:: YOUR TASKS ::
a – Please update the awk array passage below, giving everything from "I am fairly" down to "below into one?" again with "Python" changed to "Ruby".
b – In the awk array passage, why does the first reply use a split string and a loop instead of filling the array in one statement?

:: PASSAGE GIVEN ::
Declaring all elements of an associative array in a single statement - AWK

I am fairly new to awk and am trying to figure out how to declare all elements of an associative array in one go. For example, if I wanted to declare an associative array in Python (which is effectively the dictionary) I would do this:
numbers = {'uno': 1, 'sero': 0}
Now, in awk is it possible to convert the two lines of code below into one?
numbers["uno"] = 1
numbers["sero"] = 0
AWK doesn't have array literals as far as I know, but this script demonstrates something you can do to get close:
BEGIN {
split("uno|1|sero|0",a,"|");
for (i = 1; i < 4; i += 2) {b[a[i]] = a[i+1];}
}
END {
print b["sero"];
print b["uno"];
}
Of course, you can always make a function that could be called like
newarray("uno", 1, "sero", 0);
or like
newarray("uno|1|sero|0");
No. Best you can do is:
$ awk 'BEGIN {
# populate the "numbers" array:
split("uno:1,sero:0",a,/[:,]/)
for (i=1;i in a;i+=2)
numbers[a[i]] = a[i+1]
# print the "numbers" array:
for (i in numbers)
print i, numbers[i]
}'
uno 1
sero 0

:: EXTRACTED ENTRIES ::
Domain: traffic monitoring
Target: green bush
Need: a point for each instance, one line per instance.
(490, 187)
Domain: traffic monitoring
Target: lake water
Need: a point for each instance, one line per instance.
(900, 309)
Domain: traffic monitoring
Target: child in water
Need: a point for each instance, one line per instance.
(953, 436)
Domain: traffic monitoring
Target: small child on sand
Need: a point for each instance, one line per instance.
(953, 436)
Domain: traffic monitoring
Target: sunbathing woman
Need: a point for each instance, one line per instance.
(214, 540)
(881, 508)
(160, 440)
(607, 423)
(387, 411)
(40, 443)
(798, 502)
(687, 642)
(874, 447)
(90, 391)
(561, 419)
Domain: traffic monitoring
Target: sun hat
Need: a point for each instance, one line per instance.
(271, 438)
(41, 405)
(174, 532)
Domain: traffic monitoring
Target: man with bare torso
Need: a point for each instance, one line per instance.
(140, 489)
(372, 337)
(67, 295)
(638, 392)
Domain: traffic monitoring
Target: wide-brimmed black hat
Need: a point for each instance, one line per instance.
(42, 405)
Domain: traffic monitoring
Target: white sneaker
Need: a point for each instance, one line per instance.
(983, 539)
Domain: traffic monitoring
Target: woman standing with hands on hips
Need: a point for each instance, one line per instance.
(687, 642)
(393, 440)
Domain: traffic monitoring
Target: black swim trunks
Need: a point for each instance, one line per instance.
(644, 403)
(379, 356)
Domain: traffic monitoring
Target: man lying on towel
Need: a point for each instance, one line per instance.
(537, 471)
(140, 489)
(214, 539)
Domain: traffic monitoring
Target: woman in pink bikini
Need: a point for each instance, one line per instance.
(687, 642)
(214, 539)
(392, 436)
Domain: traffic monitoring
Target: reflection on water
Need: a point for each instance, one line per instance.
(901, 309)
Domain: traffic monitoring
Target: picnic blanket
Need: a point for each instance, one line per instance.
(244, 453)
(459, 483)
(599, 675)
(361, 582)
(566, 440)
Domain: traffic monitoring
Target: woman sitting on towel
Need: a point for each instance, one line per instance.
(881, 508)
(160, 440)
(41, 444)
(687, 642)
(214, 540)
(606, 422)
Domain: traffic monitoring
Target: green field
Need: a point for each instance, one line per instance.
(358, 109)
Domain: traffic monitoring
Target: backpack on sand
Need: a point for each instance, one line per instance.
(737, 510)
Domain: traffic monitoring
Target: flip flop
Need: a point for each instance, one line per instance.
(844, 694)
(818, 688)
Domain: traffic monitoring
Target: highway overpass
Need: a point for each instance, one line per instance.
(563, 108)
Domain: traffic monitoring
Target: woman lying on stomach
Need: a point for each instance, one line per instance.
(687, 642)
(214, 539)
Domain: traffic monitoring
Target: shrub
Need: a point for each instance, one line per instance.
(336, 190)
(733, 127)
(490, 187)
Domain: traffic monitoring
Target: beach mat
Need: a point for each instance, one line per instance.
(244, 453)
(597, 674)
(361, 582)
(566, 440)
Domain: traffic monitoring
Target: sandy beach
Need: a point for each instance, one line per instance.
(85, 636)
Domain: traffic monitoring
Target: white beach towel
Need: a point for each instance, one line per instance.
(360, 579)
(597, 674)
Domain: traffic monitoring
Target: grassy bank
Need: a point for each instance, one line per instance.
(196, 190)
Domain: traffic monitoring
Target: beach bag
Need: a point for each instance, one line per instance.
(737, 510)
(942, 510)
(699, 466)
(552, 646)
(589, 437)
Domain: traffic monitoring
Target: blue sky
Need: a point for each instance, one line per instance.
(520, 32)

:: TASK-BY-TASK SOLUTIONS ::
a –
I am fairly new to awk and am trying to figure out how to declare all elements of an associative array in one go. For example, if I wanted to declare an associative array in Ruby (which is effectively the dictionary) I would do this:
numbers = {'uno': 1, 'sero': 0}
Now, in awk is it possible to convert the two lines of code below into one?

b – The reply says that, as far as the writer knows, AWK doesn't have array literals. The split-and-loop script is offered as a way to get close to declaring all the elements at once.